Source passage -

Equally important are easements – legal rights others might have to use a part of your property. Common easements include utility companies’ right to access lines or pipes in your yard, or a neighbor’s right-of-way to a shared driveway. Easements should be disclosed in the home sale. They’re usually not a big deal, but you need to know about them because they can limit what you can do. For example, if there’s a sewer line easement, you typically can’t build a pool or garage on that section of your lot. Some easements are obvious (like a utility pole), others are “invisible” (underground pipes). The key is to ask for and review the county records. And if you’re unsure, consult your title report or attorney.

9. Renovation Hurdles Are Real

Planning to customize or fix up your new home? Great – just go in prepared. Renovations often take longer and cost more than anticipated (the old rule of adding 10% contingency is there for a reason). Older homes, in particular, can hide surprises behind the walls. It’s common to start a project and discover outdated wiring or plumbing that isn’t up to code and must be upgraded, or find hidden water damage or even asbestos that requires professional remediation. Before you swing that sledgehammer, check what permits you’ll need. Getting permits isn’t just “red tape” – it ensures the work is done safely and legally, and it protects you when you go to resell (unpermitted work can complicate sales or insurance). Also, factor in the inconvenience: renovating your only bathroom, for example, might mean arranging temporary housing or a very close relationship with the gym shower. If you’re in a condo or co-op, there may be additional hurdles like board approval or limited hours when contractors can work.

Given instruction 1 - Please quote everything from "Equally important are" down to "report or attorney." in the passage on easements and renovations.
Given instruction 2 - According to the passage on easements and renovations, what typically can't be built on the section of a lot with a sewer line easement?

Information shown -
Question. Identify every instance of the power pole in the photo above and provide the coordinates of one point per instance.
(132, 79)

Full solution 1 -
Equally important are easements – legal rights others might have to use a part of your property. Common easements include utility companies’ right to access lines or pipes in your yard, or a neighbor’s right-of-way to a shared driveway. Easements should be disclosed in the home sale. They’re usually not a big deal, but you need to know about them because they can limit what you can do. For example, if there’s a sewer line easement, you typically can’t build a pool or garage on that section of your lot. Some easements are obvious (like a utility pole), others are “invisible” (underground pipes). The key is to ask for and review the county records. And if you’re unsure, consult your title report or attorney.

Full solution 2 - A pool or garage.